_EXERCISE INSTRUCTIONS_:
a: Answer these questions from the Dubai toddler-group thread:
(i) How old will the daughter be when the family moves in February 2009?
(ii) What reasons does yipee give for living in the lakes?
(iii) What does luci2shoes later give as the definite time for the move?
b: In the Dubai toddler-group thread, condense the paragraph beginning "I will be joining my husband in Dubai" into a shorter version that keeps its main facts.
c: Pick up the Dubai toddler-group thread after its final post and write what comes next.
--- START OF TEXT ---
# nurseries / Mum & Toddler groups?



## luci2shoes (Oct 28, 2008)

I will be joining my husband in Dubai Feb 2009, and we have a little girl who will be 8 months old by then, so I was just wondering if there are any get-togethers for Mum's and babies/toddlers in order to network/ make friends and find out about potential nurseries in the area (depending on where we end up living).


----------



## sgilli3 (Mar 23, 2008)

This link may help a little.

There are plenty of mum/toddler groups around
Welcome to DubaiKidz.Biz


----------



## yipee (Jul 23, 2008)

Hi,
This link gives a list of group meetings. Welcome to DubaiKidz.Biz
I'm moving out tomorrow!!! with my 6 month old sun and hubby and have sent a few messages about having a mums and babies/toddlers meet once a week. I'm happy to arrange host the first few and then thought we could agree on a good location to meet every week. By the way I'm living in the lakes because there's lots of families there and 2 great nursaries.
Hope to see you out there.


----------



## yipee (Jul 23, 2008)

yipee said:


> Hi,
> This link gives a list of group meetings. Welcome to DubaiKidz.Biz
> .



lol just seen teh post above gives you the same link!!!! must read others posts before responding...................


----------



## luci2shoes (Oct 28, 2008)

*next month*

hi there
Well although I am not there yet, we postponed it a little to give me time to pack up, store, sell, re home dogs etc, but it now looks like mid-end March for definite. Well, we have handed in our notice at this house in Spain anyway.
--- END OF TEXT ---
--- START OF DATA EXCERPTS ---
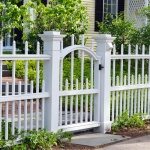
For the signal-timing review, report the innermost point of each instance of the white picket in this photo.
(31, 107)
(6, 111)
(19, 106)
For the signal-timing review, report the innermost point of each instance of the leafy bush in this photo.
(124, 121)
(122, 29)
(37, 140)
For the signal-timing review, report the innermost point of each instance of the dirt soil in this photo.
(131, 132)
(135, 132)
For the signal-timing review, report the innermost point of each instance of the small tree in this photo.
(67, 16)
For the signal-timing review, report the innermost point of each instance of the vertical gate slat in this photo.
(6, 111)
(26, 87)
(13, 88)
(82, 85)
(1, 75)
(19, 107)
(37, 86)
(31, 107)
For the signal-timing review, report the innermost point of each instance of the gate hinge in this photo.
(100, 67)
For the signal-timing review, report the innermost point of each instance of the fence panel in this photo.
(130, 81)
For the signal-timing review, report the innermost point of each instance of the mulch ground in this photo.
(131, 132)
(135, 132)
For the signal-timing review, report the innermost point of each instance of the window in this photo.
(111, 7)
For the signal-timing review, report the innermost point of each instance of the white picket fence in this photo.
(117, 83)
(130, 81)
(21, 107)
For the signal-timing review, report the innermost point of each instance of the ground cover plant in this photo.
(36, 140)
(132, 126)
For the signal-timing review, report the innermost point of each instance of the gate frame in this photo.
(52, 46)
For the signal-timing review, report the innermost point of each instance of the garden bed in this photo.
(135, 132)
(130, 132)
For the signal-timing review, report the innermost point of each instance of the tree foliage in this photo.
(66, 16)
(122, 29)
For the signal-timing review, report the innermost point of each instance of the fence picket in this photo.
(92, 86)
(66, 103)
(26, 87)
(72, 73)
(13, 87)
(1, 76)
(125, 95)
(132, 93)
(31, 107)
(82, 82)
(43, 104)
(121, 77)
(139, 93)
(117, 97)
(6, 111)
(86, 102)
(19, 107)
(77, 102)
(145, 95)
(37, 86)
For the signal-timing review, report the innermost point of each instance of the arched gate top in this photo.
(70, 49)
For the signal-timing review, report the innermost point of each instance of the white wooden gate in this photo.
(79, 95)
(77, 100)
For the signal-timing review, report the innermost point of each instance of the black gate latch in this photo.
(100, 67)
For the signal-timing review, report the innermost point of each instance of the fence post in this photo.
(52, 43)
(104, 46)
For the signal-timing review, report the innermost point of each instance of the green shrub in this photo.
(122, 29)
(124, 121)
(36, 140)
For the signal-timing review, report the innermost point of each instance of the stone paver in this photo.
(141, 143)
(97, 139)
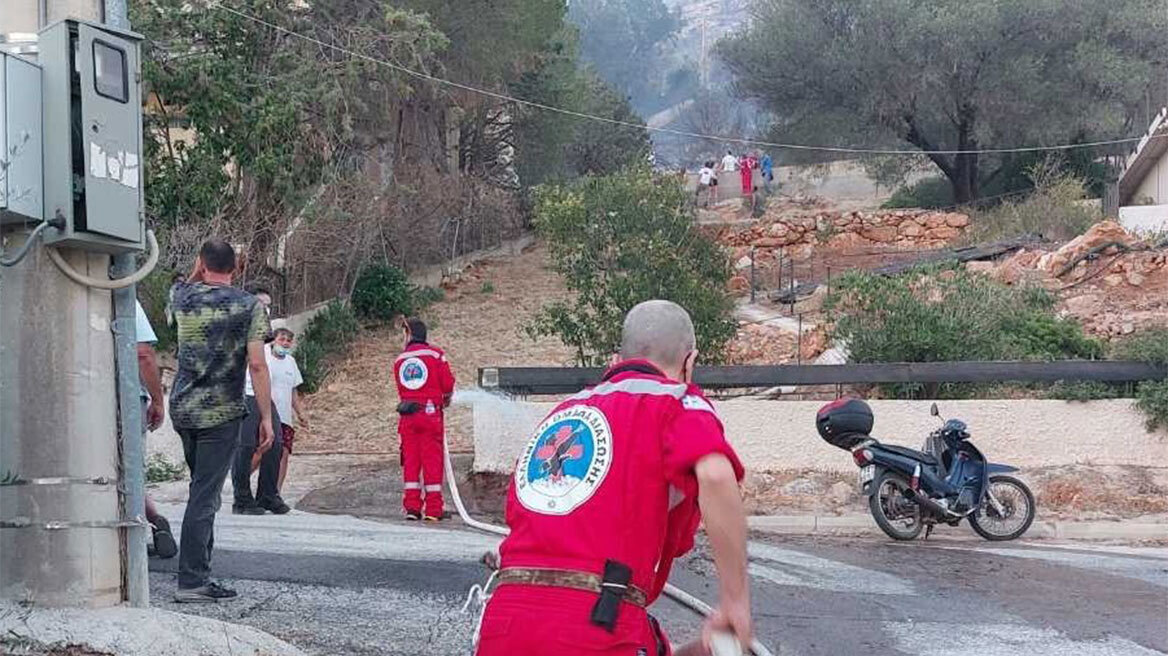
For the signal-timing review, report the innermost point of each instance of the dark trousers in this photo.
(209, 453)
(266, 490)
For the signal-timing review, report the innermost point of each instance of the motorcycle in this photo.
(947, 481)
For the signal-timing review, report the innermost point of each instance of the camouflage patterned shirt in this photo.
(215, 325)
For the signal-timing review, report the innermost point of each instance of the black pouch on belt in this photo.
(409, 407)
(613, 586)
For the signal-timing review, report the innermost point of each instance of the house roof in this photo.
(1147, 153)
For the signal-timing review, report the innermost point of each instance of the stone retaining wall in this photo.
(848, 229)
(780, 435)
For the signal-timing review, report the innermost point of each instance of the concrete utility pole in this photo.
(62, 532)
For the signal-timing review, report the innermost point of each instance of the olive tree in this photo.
--- END OF DATA EXCERPTS ---
--- START OF DATA EXCERPTS ---
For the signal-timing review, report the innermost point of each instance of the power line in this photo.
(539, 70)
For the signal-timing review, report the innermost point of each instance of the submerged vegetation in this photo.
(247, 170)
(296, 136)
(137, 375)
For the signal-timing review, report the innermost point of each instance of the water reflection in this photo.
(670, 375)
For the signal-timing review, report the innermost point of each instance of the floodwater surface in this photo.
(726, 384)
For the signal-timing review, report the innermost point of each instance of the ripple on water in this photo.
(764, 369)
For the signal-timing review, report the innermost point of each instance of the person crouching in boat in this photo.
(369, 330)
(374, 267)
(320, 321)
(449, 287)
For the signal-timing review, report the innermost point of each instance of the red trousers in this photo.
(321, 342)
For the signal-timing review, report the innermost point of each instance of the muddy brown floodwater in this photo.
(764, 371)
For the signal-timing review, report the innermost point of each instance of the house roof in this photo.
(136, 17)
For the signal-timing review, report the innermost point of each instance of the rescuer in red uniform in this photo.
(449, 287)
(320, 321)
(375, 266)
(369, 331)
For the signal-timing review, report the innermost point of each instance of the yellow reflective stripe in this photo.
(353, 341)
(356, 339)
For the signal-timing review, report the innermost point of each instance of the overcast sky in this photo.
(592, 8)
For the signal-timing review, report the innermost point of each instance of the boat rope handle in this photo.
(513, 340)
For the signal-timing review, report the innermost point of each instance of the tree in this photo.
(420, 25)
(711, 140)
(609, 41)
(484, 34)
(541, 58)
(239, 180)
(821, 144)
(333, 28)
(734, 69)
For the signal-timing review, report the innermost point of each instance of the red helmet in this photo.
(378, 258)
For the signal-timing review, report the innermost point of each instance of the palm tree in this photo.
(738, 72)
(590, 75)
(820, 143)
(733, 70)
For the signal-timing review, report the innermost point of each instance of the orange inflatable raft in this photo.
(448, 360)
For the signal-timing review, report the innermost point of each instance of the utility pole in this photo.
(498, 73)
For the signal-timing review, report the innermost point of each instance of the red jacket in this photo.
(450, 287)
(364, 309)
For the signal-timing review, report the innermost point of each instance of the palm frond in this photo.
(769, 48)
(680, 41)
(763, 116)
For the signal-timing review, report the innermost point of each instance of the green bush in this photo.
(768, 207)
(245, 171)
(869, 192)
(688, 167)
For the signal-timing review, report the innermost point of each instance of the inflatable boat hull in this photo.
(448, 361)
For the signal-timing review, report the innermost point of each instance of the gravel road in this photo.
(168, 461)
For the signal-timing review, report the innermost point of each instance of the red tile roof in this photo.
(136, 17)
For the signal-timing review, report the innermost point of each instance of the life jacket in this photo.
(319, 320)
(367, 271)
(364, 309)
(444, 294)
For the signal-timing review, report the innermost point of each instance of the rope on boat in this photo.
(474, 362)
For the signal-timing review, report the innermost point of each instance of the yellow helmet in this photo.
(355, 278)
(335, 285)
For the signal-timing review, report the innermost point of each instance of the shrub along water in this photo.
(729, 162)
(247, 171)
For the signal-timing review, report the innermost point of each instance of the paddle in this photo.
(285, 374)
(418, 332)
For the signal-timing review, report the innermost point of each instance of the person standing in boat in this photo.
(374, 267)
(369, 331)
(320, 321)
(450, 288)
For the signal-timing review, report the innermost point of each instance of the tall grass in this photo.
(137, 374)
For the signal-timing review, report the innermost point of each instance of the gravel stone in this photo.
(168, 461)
--- END OF DATA EXCERPTS ---
--- START OF DATA EXCERPTS ---
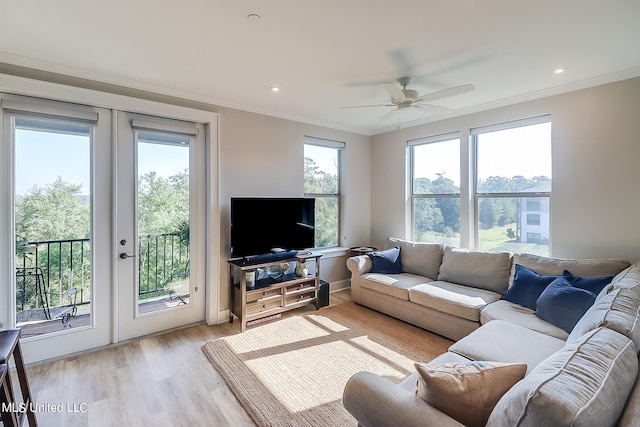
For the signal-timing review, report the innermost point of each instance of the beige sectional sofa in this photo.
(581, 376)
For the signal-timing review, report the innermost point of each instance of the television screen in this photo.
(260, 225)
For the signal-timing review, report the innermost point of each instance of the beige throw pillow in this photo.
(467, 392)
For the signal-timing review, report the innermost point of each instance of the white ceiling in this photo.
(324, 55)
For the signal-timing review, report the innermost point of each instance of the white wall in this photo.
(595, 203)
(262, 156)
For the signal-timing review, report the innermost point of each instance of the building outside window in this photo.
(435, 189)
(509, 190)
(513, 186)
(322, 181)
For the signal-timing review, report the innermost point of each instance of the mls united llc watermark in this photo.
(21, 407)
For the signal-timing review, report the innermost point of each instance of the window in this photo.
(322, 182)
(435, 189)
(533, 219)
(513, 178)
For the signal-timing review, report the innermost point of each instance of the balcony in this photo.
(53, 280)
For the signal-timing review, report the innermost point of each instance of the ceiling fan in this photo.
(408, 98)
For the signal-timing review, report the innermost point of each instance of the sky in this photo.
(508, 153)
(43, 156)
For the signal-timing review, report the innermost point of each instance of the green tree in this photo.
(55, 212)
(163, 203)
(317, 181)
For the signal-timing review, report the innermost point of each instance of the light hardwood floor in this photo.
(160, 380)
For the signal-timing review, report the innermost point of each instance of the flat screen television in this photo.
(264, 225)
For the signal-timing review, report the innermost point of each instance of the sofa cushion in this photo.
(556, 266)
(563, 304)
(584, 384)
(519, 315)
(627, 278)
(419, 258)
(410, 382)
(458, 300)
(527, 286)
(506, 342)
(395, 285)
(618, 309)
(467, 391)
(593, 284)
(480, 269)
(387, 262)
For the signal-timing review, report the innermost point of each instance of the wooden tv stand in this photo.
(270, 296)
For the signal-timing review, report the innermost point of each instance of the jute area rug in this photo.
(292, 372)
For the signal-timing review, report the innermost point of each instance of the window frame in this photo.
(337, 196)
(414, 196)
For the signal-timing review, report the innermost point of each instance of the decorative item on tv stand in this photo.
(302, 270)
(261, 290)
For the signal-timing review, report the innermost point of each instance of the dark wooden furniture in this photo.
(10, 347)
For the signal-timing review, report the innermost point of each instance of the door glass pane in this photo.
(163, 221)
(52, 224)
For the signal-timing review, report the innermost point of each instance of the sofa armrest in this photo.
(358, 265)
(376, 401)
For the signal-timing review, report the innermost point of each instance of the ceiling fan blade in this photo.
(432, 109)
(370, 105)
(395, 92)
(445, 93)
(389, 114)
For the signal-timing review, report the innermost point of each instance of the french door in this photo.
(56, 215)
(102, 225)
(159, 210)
--- END OF DATA EXCERPTS ---
_RESULTS OF THE TASKS_:
a:
(i) 8 months old.
(ii) There are lots of families there and 2 great nurseries.
(iii) Mid-end March.

b: The poster will join her husband in Dubai in February 2009 with their daughter, who will be 8 months old by then. She asks whether there are get-togethers for mums and babies/toddlers where she could network, make friends and learn about possible nurseries near wherever they end up living.

c:
my husband has been out there 4 months already, and seems to be a bit bumpy over there with the crisis, but probably not as much as it is here.
hope to meet up with you next month
luci
not sure how to send you a private post (still working out facebook!)


----------



## yipee (Jul 23, 2008)

Hi, do you know where abouts you'll be living? Ive started up an informal playgroup where we meet at a different location every week, sometimes peoples houses other times the park, beech etc. If your near the lakes, greens, springs etc you are more than welcome to join us.

Happy moving, I have another friend here from spain and she loves it here (only been here 2 months so thats a good sign).

See you soon
Wendy


----------



## Mayapatel (Apr 8, 2009)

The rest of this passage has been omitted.